The lines to print are the one containing "black football pants" and every line after it through the end of the entries below. Print them exactly and nothing else.
Records for this exercise START
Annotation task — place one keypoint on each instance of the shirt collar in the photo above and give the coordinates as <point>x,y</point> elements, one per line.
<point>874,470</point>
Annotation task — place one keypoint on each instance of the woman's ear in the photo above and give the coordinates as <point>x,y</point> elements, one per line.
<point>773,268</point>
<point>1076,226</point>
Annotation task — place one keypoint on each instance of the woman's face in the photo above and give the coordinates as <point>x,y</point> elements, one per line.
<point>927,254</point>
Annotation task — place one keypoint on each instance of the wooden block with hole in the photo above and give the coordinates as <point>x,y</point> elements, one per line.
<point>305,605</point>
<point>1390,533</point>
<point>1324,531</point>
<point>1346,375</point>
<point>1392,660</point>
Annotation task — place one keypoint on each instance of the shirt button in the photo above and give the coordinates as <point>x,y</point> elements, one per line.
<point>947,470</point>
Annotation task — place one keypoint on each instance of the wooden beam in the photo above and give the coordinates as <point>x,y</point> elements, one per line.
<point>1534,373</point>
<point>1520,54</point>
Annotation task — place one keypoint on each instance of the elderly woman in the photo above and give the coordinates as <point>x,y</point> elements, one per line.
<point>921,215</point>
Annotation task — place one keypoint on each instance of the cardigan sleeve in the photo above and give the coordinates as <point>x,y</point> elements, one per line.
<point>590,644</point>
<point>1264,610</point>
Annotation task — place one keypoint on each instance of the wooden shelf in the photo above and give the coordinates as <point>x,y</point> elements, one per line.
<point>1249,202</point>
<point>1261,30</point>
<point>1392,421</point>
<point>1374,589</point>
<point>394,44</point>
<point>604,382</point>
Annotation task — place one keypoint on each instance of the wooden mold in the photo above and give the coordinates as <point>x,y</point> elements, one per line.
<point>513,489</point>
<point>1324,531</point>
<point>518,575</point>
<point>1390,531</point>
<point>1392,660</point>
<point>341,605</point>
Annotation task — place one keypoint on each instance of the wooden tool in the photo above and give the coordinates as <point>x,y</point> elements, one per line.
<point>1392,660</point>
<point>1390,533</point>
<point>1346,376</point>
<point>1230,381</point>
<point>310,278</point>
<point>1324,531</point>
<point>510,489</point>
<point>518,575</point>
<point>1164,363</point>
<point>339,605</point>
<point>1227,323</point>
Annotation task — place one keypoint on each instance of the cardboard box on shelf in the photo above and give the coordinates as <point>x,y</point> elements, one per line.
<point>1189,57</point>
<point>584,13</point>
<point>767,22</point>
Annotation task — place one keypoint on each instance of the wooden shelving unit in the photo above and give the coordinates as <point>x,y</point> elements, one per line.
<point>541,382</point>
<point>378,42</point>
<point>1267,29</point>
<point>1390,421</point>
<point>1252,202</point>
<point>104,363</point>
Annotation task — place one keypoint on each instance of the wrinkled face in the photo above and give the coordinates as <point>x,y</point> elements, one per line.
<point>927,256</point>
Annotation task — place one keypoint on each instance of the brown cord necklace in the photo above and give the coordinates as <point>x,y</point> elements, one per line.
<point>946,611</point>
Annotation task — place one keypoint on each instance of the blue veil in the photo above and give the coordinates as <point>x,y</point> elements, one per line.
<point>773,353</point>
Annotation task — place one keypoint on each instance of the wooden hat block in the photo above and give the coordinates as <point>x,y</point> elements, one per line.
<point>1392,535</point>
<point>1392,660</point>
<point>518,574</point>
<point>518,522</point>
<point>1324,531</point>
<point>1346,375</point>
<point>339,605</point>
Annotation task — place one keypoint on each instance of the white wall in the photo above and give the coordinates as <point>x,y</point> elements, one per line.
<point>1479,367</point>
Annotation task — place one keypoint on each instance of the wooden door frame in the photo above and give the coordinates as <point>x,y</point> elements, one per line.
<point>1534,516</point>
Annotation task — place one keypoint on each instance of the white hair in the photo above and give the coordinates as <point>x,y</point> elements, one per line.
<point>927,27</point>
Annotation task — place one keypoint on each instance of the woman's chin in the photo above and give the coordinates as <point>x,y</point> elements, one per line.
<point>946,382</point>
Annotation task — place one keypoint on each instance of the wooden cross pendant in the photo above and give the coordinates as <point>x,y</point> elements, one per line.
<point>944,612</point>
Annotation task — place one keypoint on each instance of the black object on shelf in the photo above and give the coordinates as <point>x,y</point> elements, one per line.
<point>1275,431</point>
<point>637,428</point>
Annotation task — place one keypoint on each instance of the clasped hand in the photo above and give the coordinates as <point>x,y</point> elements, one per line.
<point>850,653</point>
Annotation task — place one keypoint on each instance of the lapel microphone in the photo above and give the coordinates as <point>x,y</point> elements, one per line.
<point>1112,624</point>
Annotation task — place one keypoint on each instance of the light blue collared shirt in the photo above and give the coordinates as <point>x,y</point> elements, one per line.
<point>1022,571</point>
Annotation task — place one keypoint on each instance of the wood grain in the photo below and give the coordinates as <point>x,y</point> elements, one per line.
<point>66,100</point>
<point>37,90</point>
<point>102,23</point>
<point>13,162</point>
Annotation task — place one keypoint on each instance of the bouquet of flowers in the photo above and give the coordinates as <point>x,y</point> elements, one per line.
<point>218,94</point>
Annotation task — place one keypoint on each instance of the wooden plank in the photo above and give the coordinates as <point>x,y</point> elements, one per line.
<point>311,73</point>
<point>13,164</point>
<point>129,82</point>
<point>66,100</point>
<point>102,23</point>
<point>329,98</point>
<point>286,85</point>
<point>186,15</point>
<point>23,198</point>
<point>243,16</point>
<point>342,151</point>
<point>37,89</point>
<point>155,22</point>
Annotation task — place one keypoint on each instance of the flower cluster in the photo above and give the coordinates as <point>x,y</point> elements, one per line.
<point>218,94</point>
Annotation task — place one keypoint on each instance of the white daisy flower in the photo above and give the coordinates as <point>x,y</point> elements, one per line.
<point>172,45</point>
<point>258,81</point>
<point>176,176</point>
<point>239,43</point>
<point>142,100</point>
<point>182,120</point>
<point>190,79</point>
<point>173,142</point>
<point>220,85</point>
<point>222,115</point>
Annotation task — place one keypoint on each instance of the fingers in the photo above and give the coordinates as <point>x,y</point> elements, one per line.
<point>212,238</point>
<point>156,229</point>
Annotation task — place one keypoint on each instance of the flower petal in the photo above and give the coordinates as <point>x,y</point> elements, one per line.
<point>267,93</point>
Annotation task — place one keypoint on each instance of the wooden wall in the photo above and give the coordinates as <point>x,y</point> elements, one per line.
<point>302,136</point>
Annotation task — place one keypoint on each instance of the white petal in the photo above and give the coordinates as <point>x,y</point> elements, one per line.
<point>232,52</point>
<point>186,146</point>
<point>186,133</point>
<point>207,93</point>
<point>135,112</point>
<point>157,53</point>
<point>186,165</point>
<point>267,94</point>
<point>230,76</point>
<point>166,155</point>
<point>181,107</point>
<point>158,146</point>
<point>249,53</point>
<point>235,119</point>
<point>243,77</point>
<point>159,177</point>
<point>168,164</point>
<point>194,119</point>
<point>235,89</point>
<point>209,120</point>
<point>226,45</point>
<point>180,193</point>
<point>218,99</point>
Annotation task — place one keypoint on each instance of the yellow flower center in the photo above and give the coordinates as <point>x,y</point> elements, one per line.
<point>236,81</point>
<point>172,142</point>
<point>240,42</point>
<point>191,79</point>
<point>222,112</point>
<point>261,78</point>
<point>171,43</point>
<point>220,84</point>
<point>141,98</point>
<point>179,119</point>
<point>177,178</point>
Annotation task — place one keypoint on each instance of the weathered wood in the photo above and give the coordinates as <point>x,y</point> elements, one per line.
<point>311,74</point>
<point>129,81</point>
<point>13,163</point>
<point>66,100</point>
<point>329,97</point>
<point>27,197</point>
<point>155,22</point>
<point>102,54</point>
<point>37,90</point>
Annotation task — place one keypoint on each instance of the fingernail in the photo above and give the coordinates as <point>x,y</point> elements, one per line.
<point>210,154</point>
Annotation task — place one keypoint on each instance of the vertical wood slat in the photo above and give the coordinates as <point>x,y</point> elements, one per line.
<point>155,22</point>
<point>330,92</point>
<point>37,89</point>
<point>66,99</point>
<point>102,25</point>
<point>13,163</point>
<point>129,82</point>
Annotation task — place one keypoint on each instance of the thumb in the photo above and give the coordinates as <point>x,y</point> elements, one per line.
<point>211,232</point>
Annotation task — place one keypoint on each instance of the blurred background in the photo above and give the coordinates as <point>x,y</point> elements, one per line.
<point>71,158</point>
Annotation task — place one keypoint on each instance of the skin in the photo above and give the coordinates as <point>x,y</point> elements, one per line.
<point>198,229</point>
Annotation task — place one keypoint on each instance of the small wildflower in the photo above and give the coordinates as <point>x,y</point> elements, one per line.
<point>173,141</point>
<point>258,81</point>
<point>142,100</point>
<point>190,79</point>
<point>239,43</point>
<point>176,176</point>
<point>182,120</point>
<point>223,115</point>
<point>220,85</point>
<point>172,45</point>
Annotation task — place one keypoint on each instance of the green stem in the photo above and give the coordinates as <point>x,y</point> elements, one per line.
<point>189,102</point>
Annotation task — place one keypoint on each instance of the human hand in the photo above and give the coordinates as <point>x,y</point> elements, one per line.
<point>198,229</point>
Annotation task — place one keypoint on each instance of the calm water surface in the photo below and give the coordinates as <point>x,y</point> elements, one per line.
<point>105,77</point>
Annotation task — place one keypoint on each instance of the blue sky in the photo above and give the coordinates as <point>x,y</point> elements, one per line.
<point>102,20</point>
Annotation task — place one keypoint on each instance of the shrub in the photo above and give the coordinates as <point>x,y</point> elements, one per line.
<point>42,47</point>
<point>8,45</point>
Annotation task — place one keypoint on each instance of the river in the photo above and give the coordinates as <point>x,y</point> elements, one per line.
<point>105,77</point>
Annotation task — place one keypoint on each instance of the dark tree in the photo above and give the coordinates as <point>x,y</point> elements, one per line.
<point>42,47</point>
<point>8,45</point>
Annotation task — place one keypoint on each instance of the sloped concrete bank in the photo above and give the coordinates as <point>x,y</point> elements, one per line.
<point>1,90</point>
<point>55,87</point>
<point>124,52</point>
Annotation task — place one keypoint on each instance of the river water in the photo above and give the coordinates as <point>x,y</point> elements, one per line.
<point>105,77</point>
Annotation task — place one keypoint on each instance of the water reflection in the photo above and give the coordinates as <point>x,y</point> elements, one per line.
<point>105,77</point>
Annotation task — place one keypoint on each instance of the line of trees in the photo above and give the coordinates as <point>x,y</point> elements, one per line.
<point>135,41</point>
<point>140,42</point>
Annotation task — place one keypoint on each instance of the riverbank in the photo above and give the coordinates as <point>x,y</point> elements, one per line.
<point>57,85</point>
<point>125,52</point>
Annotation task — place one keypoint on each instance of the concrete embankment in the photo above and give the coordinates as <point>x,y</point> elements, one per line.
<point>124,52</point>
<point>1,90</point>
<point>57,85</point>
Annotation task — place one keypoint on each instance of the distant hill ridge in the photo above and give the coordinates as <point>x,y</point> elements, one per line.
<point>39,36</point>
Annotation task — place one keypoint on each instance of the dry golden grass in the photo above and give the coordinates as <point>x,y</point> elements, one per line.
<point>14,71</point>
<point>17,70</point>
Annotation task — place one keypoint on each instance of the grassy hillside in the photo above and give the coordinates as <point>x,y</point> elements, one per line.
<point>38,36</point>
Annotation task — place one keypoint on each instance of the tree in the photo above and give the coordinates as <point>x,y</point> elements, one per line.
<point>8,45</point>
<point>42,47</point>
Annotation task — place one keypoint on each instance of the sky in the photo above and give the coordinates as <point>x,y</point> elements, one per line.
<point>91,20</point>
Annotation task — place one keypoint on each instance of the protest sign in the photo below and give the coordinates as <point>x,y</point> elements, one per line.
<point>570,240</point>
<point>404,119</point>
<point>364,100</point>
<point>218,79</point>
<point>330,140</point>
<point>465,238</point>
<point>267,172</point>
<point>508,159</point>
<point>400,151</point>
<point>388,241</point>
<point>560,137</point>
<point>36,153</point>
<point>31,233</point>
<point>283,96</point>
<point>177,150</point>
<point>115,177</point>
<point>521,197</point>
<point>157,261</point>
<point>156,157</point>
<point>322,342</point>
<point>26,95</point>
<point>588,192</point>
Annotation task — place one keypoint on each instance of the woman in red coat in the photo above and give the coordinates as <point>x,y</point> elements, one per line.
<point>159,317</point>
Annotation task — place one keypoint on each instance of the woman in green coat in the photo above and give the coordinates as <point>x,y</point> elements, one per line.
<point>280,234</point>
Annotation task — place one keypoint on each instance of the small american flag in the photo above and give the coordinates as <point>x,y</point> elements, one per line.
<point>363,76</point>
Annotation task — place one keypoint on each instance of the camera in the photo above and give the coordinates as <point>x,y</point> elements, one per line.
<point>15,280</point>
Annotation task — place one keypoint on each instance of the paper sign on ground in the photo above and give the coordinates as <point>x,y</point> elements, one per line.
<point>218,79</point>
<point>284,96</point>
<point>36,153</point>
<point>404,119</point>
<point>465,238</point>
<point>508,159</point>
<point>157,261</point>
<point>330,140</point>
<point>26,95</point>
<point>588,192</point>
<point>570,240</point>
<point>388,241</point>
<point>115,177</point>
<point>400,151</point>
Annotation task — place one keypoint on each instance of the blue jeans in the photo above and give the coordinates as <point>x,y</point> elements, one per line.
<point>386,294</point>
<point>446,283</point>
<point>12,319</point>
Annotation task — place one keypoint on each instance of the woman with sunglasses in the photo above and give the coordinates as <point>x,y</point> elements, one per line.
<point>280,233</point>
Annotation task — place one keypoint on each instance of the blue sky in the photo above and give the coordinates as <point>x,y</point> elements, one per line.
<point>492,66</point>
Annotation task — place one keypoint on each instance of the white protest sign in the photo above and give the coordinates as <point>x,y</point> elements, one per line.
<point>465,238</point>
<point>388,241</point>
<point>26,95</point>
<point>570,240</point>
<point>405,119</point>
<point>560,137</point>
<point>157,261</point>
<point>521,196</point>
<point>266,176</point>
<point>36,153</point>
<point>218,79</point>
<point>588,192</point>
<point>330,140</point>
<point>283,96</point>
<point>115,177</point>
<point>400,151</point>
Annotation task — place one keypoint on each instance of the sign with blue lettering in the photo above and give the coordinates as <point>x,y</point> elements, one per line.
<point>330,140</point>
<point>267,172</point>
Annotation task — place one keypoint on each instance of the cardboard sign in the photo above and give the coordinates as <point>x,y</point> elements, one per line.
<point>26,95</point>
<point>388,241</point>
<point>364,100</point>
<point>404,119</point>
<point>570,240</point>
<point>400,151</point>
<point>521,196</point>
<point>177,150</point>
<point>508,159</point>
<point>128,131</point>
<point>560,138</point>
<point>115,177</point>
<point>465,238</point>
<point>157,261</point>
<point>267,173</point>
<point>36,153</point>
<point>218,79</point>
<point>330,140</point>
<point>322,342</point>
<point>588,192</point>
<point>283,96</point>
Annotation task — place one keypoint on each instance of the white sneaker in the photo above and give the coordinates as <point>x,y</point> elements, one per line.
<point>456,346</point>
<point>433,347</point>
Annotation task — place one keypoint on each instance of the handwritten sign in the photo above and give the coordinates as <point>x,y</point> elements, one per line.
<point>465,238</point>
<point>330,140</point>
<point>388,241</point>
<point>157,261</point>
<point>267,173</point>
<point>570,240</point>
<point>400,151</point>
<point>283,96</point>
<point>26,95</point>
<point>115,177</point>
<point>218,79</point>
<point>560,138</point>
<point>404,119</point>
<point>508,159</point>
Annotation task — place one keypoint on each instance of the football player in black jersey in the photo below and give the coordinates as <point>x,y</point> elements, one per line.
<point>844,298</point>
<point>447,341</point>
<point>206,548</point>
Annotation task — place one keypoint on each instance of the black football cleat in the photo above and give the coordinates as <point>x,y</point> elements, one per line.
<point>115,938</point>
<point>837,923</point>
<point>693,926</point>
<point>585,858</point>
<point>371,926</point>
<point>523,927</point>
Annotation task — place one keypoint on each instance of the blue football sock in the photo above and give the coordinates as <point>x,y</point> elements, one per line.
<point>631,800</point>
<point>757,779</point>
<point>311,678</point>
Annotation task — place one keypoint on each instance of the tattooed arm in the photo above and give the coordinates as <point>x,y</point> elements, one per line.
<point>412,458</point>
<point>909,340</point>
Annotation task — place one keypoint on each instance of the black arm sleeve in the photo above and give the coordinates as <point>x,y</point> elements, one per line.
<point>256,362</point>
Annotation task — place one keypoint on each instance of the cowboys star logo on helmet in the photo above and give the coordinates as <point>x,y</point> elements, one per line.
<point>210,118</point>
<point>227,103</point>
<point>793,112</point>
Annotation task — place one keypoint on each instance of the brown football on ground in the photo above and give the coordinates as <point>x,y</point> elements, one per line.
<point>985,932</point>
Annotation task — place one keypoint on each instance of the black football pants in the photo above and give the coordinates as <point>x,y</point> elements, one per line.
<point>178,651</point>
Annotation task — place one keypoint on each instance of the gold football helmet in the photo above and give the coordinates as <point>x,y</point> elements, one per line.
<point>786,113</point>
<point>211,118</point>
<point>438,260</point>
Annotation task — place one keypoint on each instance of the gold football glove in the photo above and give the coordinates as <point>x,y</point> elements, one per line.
Records for this exercise END
Task answer
Annotation task — place one keypoint on each instance of the black football pants in the photo above and give the coordinates as <point>x,y</point> elements, one per line.
<point>178,651</point>
Annotation task — place one keypoint on each instance of the gold football helmet in the photo above and give the coordinates as <point>x,y</point> elements, one per line.
<point>786,113</point>
<point>211,118</point>
<point>438,260</point>
Annotation task — place one keypoint on each instance of the gold football glove in the photo above and give the coordinates as <point>x,y</point> elements, one per line.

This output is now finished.